#### WHAT YOU WILL DO
Look through the data below. Collect every line where the word "fluffy" occurs.

────

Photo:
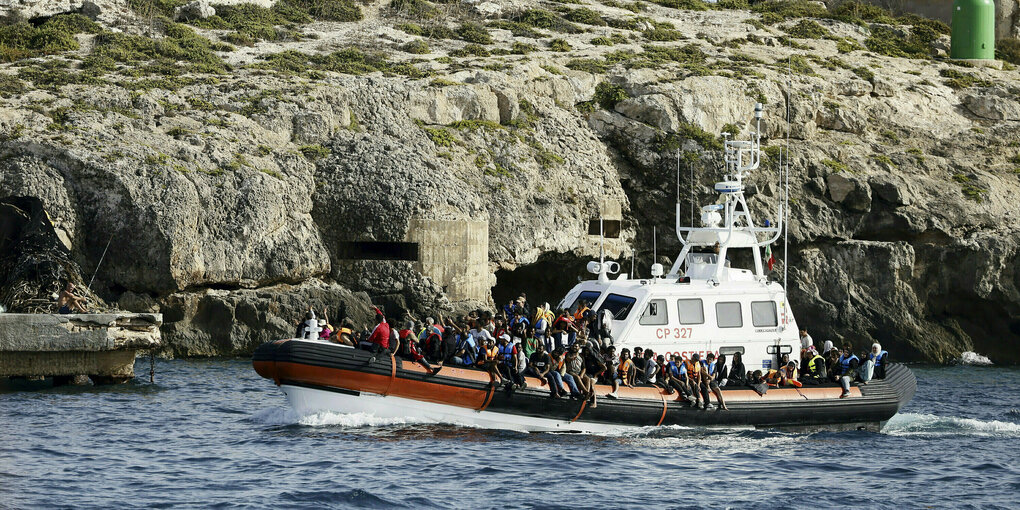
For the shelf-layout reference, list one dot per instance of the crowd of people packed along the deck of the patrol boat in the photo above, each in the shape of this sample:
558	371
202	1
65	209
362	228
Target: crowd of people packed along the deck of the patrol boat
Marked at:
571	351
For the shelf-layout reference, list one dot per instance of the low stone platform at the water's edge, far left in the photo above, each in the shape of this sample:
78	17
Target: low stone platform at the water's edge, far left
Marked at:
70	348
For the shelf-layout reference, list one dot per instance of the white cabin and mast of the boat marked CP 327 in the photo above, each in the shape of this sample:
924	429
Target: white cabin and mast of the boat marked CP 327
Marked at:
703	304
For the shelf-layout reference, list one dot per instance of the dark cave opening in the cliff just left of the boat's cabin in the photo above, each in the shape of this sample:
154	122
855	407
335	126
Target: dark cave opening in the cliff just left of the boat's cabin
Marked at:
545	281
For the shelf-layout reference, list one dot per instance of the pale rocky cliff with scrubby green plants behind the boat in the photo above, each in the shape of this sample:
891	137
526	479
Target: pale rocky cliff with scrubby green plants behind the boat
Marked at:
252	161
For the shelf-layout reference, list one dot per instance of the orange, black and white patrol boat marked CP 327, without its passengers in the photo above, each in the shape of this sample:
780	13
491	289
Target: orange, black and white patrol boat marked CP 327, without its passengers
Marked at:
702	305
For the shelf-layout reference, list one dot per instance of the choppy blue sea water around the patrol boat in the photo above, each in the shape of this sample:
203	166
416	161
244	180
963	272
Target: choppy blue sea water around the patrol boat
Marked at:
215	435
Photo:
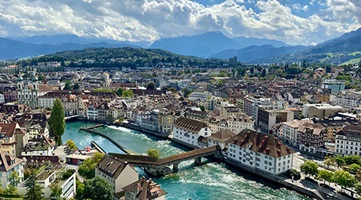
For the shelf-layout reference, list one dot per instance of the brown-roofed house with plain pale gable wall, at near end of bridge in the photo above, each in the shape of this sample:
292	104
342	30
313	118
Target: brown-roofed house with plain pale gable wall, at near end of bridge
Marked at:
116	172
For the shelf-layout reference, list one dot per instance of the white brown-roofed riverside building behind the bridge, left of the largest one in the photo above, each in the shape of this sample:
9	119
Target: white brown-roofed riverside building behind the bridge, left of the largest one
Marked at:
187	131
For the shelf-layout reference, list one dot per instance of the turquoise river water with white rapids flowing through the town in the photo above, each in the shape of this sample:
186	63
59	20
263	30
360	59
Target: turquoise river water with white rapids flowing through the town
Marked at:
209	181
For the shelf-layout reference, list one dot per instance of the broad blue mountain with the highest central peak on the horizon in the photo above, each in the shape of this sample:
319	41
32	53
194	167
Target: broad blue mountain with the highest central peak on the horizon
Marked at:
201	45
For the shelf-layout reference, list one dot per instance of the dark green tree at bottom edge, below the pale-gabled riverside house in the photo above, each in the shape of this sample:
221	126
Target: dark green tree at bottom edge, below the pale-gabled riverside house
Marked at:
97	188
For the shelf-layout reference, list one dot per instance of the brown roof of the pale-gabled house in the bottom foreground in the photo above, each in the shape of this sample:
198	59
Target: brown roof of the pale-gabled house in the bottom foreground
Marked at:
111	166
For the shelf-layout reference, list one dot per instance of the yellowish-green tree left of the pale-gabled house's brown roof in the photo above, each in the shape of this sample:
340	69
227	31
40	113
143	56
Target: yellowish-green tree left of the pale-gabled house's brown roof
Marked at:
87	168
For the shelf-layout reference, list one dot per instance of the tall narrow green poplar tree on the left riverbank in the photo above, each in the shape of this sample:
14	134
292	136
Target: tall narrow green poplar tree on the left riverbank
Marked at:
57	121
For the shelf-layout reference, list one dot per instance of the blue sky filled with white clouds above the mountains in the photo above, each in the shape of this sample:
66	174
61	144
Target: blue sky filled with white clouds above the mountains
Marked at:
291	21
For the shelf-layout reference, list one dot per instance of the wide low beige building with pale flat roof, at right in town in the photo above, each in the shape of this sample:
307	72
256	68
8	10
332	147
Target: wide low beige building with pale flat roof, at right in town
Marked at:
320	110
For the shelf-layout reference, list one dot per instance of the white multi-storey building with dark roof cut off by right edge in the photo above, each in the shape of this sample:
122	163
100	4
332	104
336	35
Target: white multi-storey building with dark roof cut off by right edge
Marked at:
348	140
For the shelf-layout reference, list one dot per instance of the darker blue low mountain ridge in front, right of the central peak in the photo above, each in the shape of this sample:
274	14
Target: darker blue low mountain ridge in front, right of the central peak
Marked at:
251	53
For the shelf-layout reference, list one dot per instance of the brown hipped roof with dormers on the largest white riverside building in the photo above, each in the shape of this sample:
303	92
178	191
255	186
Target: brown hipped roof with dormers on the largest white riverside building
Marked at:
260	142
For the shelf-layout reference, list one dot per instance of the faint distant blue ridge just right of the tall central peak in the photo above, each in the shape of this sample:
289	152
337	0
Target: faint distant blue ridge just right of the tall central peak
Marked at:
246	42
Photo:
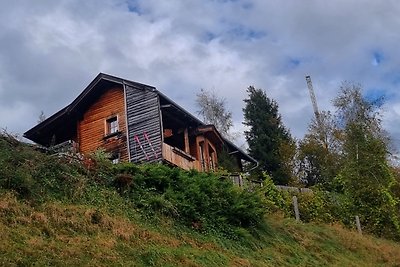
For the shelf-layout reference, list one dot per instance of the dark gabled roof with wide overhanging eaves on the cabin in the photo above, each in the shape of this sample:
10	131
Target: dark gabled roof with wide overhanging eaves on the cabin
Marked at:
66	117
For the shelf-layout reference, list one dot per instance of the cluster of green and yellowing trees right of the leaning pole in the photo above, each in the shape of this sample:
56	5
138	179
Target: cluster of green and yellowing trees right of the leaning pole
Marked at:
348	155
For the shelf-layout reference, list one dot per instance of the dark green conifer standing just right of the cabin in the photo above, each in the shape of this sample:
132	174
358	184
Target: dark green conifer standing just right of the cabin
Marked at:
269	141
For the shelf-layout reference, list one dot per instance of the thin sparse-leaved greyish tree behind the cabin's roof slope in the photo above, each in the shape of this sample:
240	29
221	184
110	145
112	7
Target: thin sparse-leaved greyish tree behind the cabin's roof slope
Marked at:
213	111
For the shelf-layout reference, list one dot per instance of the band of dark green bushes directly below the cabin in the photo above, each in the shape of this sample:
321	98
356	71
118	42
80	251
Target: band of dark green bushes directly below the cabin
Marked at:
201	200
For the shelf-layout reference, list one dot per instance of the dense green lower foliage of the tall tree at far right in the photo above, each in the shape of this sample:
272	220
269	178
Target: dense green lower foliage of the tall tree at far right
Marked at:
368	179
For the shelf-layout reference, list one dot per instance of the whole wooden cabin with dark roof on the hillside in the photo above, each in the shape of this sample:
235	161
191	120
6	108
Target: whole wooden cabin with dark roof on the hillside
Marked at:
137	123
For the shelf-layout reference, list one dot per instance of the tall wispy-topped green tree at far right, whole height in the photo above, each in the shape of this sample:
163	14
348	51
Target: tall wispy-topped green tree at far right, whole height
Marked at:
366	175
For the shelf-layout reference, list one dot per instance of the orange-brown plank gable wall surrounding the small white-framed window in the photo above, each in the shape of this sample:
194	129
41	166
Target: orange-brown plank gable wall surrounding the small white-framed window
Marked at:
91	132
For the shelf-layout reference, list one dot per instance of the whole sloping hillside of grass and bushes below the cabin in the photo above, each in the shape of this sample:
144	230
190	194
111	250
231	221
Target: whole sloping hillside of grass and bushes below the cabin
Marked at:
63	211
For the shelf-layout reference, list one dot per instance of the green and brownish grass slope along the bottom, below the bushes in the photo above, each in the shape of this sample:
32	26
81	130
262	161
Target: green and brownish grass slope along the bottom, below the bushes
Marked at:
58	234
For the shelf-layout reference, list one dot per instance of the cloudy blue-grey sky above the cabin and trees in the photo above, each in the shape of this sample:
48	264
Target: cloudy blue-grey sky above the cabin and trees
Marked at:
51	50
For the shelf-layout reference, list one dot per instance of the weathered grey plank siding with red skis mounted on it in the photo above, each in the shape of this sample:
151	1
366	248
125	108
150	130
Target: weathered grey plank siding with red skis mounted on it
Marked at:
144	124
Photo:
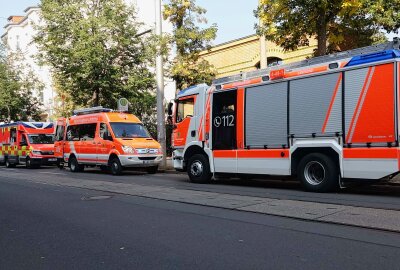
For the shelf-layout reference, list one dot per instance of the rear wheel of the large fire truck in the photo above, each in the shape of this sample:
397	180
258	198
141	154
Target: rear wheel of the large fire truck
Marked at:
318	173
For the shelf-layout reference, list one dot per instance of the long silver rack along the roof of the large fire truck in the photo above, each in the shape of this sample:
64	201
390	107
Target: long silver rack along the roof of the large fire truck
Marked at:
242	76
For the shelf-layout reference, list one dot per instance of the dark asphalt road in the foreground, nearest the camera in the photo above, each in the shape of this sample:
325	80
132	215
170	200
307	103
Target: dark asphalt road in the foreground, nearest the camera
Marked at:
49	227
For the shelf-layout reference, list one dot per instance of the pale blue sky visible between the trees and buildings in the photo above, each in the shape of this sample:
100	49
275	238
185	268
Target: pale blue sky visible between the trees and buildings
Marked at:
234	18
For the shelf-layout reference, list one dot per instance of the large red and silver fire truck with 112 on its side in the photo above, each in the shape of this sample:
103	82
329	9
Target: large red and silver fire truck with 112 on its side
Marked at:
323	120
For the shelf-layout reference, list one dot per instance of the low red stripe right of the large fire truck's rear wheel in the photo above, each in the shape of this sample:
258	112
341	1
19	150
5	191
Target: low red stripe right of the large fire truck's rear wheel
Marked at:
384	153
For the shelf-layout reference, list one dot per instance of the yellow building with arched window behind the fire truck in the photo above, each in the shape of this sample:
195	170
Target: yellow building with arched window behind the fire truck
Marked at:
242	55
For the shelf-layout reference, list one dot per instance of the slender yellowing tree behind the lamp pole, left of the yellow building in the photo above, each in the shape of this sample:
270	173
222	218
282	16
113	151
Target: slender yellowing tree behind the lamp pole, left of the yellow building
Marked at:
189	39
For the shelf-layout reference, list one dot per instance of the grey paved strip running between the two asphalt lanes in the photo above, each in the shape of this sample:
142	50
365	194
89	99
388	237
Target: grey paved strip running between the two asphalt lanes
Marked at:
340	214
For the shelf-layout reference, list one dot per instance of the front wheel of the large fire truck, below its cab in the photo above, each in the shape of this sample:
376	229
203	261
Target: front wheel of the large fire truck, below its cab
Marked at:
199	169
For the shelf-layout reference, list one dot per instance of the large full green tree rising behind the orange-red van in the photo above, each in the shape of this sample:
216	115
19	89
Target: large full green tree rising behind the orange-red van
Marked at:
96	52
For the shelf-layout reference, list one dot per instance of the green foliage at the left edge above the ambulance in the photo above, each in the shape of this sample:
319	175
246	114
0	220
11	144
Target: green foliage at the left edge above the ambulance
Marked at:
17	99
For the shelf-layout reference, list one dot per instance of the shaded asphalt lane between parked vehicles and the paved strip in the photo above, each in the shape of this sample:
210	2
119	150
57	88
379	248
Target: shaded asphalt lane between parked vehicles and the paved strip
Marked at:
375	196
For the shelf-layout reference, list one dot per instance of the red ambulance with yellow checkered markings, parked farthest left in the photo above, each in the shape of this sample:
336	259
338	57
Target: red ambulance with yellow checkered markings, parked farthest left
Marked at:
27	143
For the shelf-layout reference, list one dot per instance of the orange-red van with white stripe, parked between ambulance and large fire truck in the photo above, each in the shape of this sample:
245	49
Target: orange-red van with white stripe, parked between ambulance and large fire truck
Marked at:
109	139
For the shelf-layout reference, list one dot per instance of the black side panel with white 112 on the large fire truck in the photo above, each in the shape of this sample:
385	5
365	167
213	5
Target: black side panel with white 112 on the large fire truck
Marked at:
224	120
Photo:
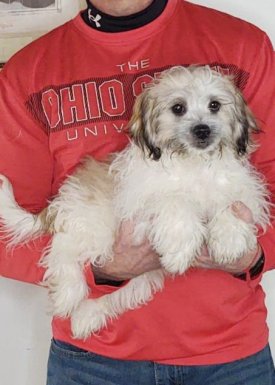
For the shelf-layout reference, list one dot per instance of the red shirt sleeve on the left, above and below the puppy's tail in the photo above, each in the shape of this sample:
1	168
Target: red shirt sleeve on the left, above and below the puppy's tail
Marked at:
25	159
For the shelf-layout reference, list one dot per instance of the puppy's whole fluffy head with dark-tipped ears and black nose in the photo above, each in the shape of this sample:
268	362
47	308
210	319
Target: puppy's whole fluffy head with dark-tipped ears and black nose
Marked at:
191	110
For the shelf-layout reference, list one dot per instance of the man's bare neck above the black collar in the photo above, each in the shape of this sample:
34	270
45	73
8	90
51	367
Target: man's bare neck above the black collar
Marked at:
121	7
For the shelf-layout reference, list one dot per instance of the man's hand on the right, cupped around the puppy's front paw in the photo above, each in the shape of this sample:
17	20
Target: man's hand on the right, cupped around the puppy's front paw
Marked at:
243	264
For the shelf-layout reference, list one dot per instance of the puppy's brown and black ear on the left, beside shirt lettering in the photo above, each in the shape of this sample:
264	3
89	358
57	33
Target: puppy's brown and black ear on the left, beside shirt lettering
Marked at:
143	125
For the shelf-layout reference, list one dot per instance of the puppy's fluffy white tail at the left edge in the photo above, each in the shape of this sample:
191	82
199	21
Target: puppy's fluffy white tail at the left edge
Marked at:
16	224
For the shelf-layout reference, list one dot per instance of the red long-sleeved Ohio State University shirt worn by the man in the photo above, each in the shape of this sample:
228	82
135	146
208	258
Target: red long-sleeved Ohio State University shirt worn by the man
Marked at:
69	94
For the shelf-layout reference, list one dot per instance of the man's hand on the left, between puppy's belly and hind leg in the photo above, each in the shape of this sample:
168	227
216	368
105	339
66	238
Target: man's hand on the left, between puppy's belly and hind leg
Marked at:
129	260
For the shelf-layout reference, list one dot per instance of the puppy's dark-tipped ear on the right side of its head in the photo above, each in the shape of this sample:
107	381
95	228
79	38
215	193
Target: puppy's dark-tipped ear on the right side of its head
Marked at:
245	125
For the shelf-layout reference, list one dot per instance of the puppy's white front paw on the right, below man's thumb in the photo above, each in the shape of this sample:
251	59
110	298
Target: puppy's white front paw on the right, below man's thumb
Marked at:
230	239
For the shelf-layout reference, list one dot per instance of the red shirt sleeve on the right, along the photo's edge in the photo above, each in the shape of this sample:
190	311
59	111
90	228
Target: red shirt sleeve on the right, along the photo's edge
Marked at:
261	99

────

#### WRITTEN SOLUTION
For the shelf-layout reference, list one dot per instance of the puppy's whole fluffy head with dark-tipped ears and black nose in the photo above, each in the shape of this sample:
Target: puppy's whole fluffy head with dark-tipped ears and black nose
For the shelf-layout reference, list one dot per instance of the puppy's fluffy white tail at the left edge in the photo above, each in the shape of this sample:
Target: puppy's fluffy white tail at the left edge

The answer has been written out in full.